DATA RECORDS:

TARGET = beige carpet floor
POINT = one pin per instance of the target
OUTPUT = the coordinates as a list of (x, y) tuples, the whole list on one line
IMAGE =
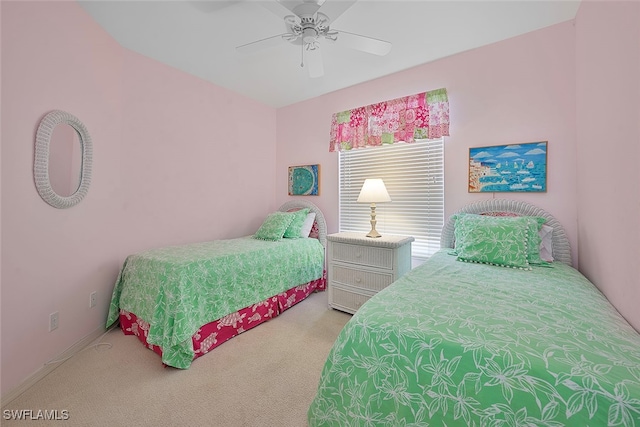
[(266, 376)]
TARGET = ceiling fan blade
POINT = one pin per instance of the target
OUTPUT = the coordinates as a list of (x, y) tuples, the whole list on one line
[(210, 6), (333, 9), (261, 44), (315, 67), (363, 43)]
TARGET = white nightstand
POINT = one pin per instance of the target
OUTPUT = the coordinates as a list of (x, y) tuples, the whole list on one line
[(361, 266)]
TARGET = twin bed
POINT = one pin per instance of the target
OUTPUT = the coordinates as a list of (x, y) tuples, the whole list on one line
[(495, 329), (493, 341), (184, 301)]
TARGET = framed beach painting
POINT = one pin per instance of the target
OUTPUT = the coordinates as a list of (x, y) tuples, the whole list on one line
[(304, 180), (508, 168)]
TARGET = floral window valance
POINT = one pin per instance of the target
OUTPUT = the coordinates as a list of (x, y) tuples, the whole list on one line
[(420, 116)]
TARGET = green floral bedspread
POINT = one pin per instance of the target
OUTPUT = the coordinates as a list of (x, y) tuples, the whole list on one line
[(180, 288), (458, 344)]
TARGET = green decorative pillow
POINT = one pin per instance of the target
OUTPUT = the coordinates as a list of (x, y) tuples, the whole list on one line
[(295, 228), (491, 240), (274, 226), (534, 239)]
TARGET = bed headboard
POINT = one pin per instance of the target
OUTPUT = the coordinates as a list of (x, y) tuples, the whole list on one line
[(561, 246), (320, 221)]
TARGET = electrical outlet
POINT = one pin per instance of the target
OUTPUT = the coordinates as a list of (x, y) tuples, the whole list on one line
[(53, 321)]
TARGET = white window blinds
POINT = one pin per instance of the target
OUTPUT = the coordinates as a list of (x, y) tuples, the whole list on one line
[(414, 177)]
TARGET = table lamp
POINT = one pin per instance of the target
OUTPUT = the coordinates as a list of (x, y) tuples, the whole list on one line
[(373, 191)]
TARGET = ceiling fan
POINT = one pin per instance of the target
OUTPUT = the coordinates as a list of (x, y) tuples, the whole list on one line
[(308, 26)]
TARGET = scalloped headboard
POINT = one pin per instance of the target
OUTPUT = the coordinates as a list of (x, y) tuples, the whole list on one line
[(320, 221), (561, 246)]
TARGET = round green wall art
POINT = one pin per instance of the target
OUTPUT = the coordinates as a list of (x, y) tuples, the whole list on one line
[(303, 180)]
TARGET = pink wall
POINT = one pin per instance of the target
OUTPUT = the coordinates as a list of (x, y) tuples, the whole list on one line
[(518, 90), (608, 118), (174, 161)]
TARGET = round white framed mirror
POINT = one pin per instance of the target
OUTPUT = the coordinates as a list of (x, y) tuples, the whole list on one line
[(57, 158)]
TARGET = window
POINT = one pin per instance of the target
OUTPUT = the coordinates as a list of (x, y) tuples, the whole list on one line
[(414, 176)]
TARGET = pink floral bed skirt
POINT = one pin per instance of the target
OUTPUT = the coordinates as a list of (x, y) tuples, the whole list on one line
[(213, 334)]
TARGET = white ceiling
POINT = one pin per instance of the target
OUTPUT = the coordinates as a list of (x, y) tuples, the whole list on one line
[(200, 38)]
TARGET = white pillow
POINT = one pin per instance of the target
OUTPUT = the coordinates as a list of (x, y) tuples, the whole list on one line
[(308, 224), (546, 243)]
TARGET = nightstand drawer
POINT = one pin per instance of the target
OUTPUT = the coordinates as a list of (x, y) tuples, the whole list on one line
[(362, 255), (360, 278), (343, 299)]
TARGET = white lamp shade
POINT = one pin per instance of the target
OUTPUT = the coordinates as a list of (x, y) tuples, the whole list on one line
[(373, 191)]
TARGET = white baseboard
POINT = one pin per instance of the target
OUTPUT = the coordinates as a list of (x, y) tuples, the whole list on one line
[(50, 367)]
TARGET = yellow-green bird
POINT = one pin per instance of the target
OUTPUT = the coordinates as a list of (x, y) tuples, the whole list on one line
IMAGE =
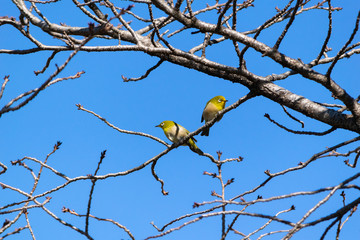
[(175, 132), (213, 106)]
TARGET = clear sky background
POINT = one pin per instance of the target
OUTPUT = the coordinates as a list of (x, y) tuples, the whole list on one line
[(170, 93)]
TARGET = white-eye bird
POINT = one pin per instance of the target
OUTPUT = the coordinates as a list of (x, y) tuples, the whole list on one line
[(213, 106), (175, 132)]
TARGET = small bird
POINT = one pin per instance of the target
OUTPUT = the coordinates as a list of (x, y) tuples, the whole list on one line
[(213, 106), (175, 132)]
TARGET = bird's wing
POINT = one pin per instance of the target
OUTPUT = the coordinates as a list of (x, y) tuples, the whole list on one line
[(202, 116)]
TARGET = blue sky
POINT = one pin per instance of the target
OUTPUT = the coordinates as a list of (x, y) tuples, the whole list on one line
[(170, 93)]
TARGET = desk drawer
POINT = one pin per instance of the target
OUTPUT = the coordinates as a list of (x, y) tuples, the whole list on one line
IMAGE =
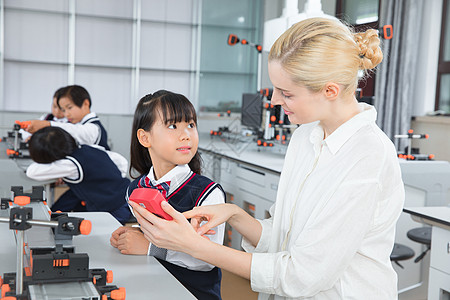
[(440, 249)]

WHAT IS EXPECTED: The reply should hold every record, unchanged, and no pictures.

RESULT:
TARGET = beige carpet floor
POINT = one pin per instance of the target
OUTPUT = the coordinates as a list of (x, y) tuples, the whole list on one line
IMAGE =
[(266, 376)]
TARGET = ceiling fan blade
POINT = one pin per instance of the target
OUTPUT = the coordinates as a list of (x, y) tuples, the whole list on one line
[(210, 6), (333, 9), (261, 44), (315, 67), (363, 43)]
TARGET = white nightstand
POINT = one pin per instance of the target
OUTPUT = the coordinates as a list of (x, y) tuples, the whole list on one line
[(361, 266)]
TARGET = twin bed
POINT = one pin per instance of the target
OUTPUT = the coordinates as a list of (x, y) tuples, the whole list on one line
[(495, 329), (493, 341), (184, 301)]
TARGET = framed beach painting
POINT = one pin per instance of the target
OUTPUT = the coordinates as a list of (x, y) tuples, the whole list on one line
[(304, 180), (508, 168)]
TARGET = floral window valance
POINT = one pin per instance of the target
OUTPUT = the coordinates as a list of (x, y) tuples, the whole list on one line
[(420, 116)]
TARGET = green floral bedspread
POINT = one pin per instance of the target
OUTPUT = the coordinates as a list of (x, y) tuples, the whole list on one line
[(180, 288), (458, 344)]
TARGET = green decorative pillow
POINT = one pin per instance of the target
OUTPUT = the coordinates as a list of (x, y) tuples, the whole list on one line
[(295, 228), (491, 240), (274, 226), (534, 239)]
TARGET = bed headboard
POINT = one pin per instance of the target
OUTPUT = the coordinates as a list of (x, y) tuples, the whole list on one line
[(561, 246), (320, 221)]
TARGET = electrical outlet
POINT = one pin per instance of the target
OUTPUT = the coordinates as a list of (x, y) tuples, the whole list on one line
[(53, 321)]
TARGET = white window blinds
POINT = one pin per instance of the target
OUTPUT = the coordinates as a list of (x, y) tuples, the whole list on one line
[(414, 177)]
TARGET = table lamp
POINT = one pin per instance of the target
OUTPUT = the coordinates as a list of (x, y) tuples, the whole list on one line
[(373, 191)]
TARGET = ceiling fan
POINT = one pin per instance of the target
OUTPUT = the coordinates as a list of (x, y) tuples, the whole list on one line
[(308, 26)]
TARGET = scalloped headboard
POINT = one pin per instance of the target
OUTPUT = the coordinates as a list of (x, y) tuples, the whole list on one line
[(320, 221), (561, 246)]
TARGET = round green wall art
POINT = one pin per instance of the target
OUTPUT = the coordinates as a list of (x, y) tuples, the whole list on one line
[(303, 180)]
TARGET = pink wall
POINT = one pin per instance of the target
OUTPUT = the coordinates as a list of (x, y) tuples, the whole list on one line
[(518, 90), (608, 118), (174, 161)]
TARGET = round white framed mirror
POINT = one pin per instance of the target
OUTPUT = the coordinates as a list of (x, y) tuples, the whole list on one line
[(57, 158)]
TARGET = window
POINT = one pin per instance of the target
OUTPUT = the coordinates as a list of (x, y) tuples, the whole list on one line
[(414, 176)]
TARGET = pink floral bed skirt
POINT = one pin per instance of the target
OUTPUT = the coordinates as a list of (x, y) tuples, the whole list on one line
[(213, 334)]
TARGET = white ceiling
POINT = one pin per instance of the target
OUTPUT = the coordinates as a list of (x, y) tuples, the whole list on one line
[(200, 38)]
TARGET = white pillow
POINT = one pin per instance of the target
OUTPUT = the coordinates as a list of (x, y) tuples, the whole list on one line
[(308, 224), (546, 243)]
TARGET = nightstand drawer
POINT = one pin per instance of the target
OUTPUT = the coordinates as a list of (x, y) tuples, the whole list on one line
[(362, 255), (360, 278), (343, 299)]
TARGET = white lamp shade
POINT = one pin per instance of the target
OUTPUT = the coordinates as a list of (x, y) tuples, the whole list on one line
[(373, 191)]
TARGET = white baseboard
POINT = one pin per instance of the target
OUTPUT = the coordinates as a list of (x, y) tuples, the whole list on one line
[(50, 367)]
TARGET = yellow-green bird
POINT = one pin per instance of the target
OUTPUT = the coordinates as a list of (x, y) tuples, the whole list on one line
IMAGE =
[(175, 132), (213, 106)]
TARGET = clear sky background
POINT = one pin per instance of the target
OUTPUT = the coordinates as a list of (x, y) tuples, the whole list on one line
[(170, 93)]
TARGET = white-eye bird
POINT = one pin per instance of the target
OUTPUT = the coordinates as a list of (x, y) tuples, the whole list on one line
[(213, 106), (175, 132)]
TARGET = small bird
POINT = one pin per instance of the target
OUTPUT = the coordinates as a list of (x, y) tuples, the whole list on one line
[(213, 106), (175, 132)]
TARGET = bird's wing
POINT = one pin per instance of the target
OUTPUT = the coordinates as a list of (x, y) tuples, the whole list on one line
[(202, 116)]
TARGET = blue sky
POINT = one pin per instance of the target
OUTPUT = the coordinates as a list of (x, y) tuples, the whole list on one line
[(170, 93)]
TARGET = desk drawer
POINT = one pin per instance of the target
OUTPUT = the coordinates as a list of (x, y) tuples, the whole list on one line
IMAGE =
[(440, 249)]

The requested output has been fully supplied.